## REQUIREMENT
Send back all the data below, exactly as given.

════════════════════

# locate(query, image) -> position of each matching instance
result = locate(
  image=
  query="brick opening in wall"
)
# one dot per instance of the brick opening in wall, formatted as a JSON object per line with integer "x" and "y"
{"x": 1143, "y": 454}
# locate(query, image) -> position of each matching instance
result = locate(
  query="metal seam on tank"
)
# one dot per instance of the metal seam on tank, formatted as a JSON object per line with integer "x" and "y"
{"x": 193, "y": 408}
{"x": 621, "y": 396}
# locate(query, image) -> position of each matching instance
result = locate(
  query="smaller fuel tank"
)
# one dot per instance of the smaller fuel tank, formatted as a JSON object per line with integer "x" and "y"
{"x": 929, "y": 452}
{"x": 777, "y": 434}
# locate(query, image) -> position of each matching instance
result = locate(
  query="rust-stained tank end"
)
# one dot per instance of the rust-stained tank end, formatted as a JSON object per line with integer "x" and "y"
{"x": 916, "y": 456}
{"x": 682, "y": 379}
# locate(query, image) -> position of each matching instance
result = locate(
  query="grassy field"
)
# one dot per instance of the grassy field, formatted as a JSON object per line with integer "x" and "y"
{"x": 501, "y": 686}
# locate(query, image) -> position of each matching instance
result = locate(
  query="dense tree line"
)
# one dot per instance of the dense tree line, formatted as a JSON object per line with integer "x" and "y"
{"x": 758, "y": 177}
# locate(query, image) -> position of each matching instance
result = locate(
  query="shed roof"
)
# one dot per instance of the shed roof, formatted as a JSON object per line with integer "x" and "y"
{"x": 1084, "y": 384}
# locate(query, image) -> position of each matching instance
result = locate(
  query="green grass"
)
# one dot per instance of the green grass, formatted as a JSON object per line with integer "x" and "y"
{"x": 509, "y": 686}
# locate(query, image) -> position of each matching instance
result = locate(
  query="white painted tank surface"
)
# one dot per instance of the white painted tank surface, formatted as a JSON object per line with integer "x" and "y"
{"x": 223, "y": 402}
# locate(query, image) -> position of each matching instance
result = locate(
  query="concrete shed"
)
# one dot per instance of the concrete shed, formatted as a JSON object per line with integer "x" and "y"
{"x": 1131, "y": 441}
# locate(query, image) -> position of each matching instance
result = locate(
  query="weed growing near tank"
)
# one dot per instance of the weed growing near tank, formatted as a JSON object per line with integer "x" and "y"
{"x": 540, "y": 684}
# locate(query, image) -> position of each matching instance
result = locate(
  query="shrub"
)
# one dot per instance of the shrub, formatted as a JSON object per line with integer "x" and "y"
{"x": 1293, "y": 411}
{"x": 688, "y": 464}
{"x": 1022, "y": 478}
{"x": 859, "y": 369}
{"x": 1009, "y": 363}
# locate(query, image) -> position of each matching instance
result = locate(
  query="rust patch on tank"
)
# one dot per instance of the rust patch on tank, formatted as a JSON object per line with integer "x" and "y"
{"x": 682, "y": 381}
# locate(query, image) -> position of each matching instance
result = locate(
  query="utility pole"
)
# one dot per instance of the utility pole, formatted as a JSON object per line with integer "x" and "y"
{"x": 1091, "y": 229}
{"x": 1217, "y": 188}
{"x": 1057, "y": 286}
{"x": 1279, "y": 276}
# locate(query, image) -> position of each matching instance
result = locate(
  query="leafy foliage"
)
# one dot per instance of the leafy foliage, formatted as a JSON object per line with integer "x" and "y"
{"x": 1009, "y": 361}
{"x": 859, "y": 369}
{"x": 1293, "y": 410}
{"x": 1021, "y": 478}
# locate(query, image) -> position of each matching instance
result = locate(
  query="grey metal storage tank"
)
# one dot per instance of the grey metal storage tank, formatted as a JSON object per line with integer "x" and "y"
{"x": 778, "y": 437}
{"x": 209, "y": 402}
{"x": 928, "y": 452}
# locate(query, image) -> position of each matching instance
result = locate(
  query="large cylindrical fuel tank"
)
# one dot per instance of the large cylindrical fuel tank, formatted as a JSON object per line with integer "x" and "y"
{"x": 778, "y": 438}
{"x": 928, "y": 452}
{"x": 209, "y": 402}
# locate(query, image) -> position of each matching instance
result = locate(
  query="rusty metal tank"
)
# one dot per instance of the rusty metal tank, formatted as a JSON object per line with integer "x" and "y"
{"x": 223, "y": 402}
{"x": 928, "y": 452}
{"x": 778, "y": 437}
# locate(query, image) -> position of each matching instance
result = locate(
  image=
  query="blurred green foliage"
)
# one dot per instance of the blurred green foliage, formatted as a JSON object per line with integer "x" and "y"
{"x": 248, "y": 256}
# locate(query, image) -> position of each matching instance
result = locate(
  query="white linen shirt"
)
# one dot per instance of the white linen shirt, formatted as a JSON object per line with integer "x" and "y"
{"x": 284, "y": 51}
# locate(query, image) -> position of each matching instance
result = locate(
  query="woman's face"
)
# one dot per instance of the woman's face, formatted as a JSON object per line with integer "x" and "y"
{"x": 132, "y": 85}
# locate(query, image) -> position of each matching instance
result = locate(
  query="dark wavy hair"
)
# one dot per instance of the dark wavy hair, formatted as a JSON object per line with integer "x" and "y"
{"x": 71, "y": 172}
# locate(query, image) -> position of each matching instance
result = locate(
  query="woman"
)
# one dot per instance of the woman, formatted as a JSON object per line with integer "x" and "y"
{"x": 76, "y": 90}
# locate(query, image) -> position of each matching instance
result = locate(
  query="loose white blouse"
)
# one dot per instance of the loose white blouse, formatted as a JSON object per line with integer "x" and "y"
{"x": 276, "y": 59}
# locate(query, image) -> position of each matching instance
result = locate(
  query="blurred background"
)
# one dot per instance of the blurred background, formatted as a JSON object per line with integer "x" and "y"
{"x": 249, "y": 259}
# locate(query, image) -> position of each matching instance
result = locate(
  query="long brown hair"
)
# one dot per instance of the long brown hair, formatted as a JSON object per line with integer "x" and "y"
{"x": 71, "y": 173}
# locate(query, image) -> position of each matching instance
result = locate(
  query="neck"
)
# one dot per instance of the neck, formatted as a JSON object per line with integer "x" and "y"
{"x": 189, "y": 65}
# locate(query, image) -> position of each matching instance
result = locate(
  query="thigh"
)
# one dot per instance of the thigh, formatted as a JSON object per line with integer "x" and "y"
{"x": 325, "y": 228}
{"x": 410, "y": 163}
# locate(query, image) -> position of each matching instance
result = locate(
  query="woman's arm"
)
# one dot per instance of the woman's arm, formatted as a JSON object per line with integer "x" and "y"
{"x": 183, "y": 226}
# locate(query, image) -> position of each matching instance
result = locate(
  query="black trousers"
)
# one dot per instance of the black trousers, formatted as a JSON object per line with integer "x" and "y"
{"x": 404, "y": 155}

════════════════════

## RESPONSE TO THE EXERCISE
# locate(query, image) -> position of each matching instance
result = locate(
  image=
  query="brick opening in wall"
)
# one dot per instance of the brick opening in wall, formatted as a JSON object per line with integer "x" and "y"
{"x": 1143, "y": 454}
# locate(query, image) -> position of each matching instance
result = locate(
  query="metal seam on tank"
)
# one dot per instance of the metal seam on tank, formatted as a JSON object per line with integer "x" and "y"
{"x": 193, "y": 408}
{"x": 621, "y": 396}
# locate(query, image) -> position of each matching instance
result = locate(
  query="smaller fuel tank"
)
# one dot per instance of the smaller fuel tank, formatted as a JSON object per line with integer "x" and "y"
{"x": 929, "y": 452}
{"x": 777, "y": 434}
# locate(query, image) -> position of each matching instance
result = locate(
  query="rust-stained tank end"
)
# one dot per instance of the rust-stained tank end, formatted as a JSON object per line with integer "x" and "y"
{"x": 916, "y": 456}
{"x": 682, "y": 379}
# locate(query, image) -> position of each matching instance
result = locate(
  query="grassy field"
)
# one dot per instance of the grassy field, formatted as a JSON object per line with integer "x" and "y"
{"x": 501, "y": 686}
# locate(query, image) -> position of each matching instance
result = locate(
  query="dense tree line"
)
# one dot per instance of the dense tree line, formatted as a JSON object per line with integer "x" and "y"
{"x": 758, "y": 177}
# locate(query, image) -> position of each matching instance
result = locate(
  query="shed roof"
)
# one dot per instance of the shed roof, formatted as a JSON object per line with integer "x" and "y"
{"x": 1084, "y": 384}
# locate(query, image) -> position of each matching instance
result = locate(
  query="green grass"
)
# one dot per instance of the green grass, formatted as a JSON object per line with integer "x" and "y"
{"x": 509, "y": 686}
# locate(query, image) -> position of each matching instance
result = locate(
  query="white painted tank surface"
)
# one dot per instance of the white painted tank surface, formatted as a JSON object per line with integer "x" and "y"
{"x": 223, "y": 402}
# locate(query, image) -> position of each matching instance
result = locate(
  query="concrete shed"
)
# one dot per instance of the concrete shed, formatted as a JSON object per line with integer "x" and "y"
{"x": 1131, "y": 441}
# locate(query, image) -> position of each matching instance
result = locate(
  query="weed growing near tank"
)
# one dot per instance of the weed growing near tank, formatted as a JSON object per line with integer "x" and "y"
{"x": 540, "y": 684}
# locate(query, image) -> position of each matching instance
result = locate(
  query="shrub"
)
# one dot per instance of the shrub, formatted as a JSON object per line with integer "x" and "y"
{"x": 1293, "y": 411}
{"x": 688, "y": 464}
{"x": 1022, "y": 478}
{"x": 859, "y": 369}
{"x": 1009, "y": 363}
# locate(query, image) -> position of each matching instance
result = locate(
  query="rust patch on tank"
)
# one dot per instance of the rust patch on tank, formatted as a JSON object per line with integer "x" and "y"
{"x": 682, "y": 381}
# locate(query, image) -> position of each matching instance
result = locate(
  query="utility pole"
)
# one dot per instance of the utility pole, formatted as a JSON object per line with integer "x" and "y"
{"x": 1091, "y": 229}
{"x": 1217, "y": 188}
{"x": 1057, "y": 286}
{"x": 1279, "y": 276}
# locate(query, image) -> position of each matching instance
result = locate(
  query="leafy foliage"
)
# one dot per instance of the leafy foliage, formatted as a JSON object per line with integer "x" and "y"
{"x": 1009, "y": 361}
{"x": 859, "y": 369}
{"x": 1293, "y": 410}
{"x": 1021, "y": 478}
# locate(query, image) -> position of each matching instance
result = locate(
  query="grey metal storage tank"
)
# one dot per instance of the grey metal storage tank, formatted as a JSON object per line with integer "x" and "y"
{"x": 778, "y": 437}
{"x": 209, "y": 402}
{"x": 928, "y": 452}
# locate(query, image) -> position of each matching instance
result = locate(
  query="large cylindrical fuel tank"
)
# one dot per instance of the large cylindrical fuel tank, formatted as a JSON object per line with integer "x" and "y"
{"x": 778, "y": 438}
{"x": 928, "y": 452}
{"x": 209, "y": 402}
# locate(query, image) -> position of each matching instance
result = locate(
  query="rusty metal tank"
)
# one dot per instance of the rusty metal tank, formatted as a JSON object per line with integer "x" and "y"
{"x": 223, "y": 402}
{"x": 928, "y": 452}
{"x": 778, "y": 437}
# locate(query, image) -> position of each matching instance
result = locate(
  image=
  query="blurred green foliage"
)
# one dot per instance of the blurred green foliage, formatted as a JSON object per line with integer "x" and "y"
{"x": 248, "y": 256}
# locate(query, image) -> position of each matching instance
result = locate(
  query="white linen shirt"
)
# one dot per instance of the white linen shirt, formatted as a JSON object per line with integer "x" and "y"
{"x": 284, "y": 51}
# locate(query, image) -> position of each matching instance
result = locate(
  query="woman's face"
)
# one dot per instance of the woman's face, formatted as a JSON object per line with integer "x" and "y"
{"x": 132, "y": 85}
# locate(query, image) -> position of each matching instance
result = locate(
  query="dark wavy hair"
)
# one dot per instance of the dark wavy hair, formatted as a JSON object per line with integer "x" and "y"
{"x": 71, "y": 172}
# locate(query, image) -> position of each matching instance
result = locate(
  query="woman"
)
# one dot per instance of the woman, formatted as a JSON object per line with integer "x" and "y"
{"x": 76, "y": 90}
# locate(query, image) -> position of each matching instance
result = locate(
  query="loose white blouse"
)
# one dot per instance of the loose white blouse, formatted as a JSON object per line with integer "x" and "y"
{"x": 276, "y": 59}
# locate(query, image) -> position of each matching instance
result = locate(
  query="blurred background"
)
# one dot per instance of the blurred background, formatted as a JSON object per line with integer "x" and "y"
{"x": 249, "y": 259}
# locate(query, image) -> position of each matching instance
result = locate(
  query="long brown hair"
)
# one dot per instance of the long brown hair, formatted as a JSON object per line with integer "x" and "y"
{"x": 71, "y": 173}
# locate(query, image) -> position of each matching instance
result = locate(
  query="neck"
)
# one dot per instance of the neck, formatted as a JSON object per line with integer "x" and "y"
{"x": 189, "y": 65}
# locate(query, image) -> position of each matching instance
result = locate(
  query="thigh"
)
# one dot per instance of the thigh, formatted as a JSON object per line with integer "x" and "y"
{"x": 325, "y": 228}
{"x": 410, "y": 163}
# locate(query, image) -> position of each matching instance
result = locate(
  query="woman's arm"
)
# one dot per instance of the woman's arm, formatted as a JSON object per line with integer "x" and "y"
{"x": 183, "y": 226}
# locate(query, image) -> position of each matching instance
result = locate(
  query="black trousers"
)
# one dot per instance of the black trousers, formatted as a JSON object per line with integer "x" and "y"
{"x": 404, "y": 155}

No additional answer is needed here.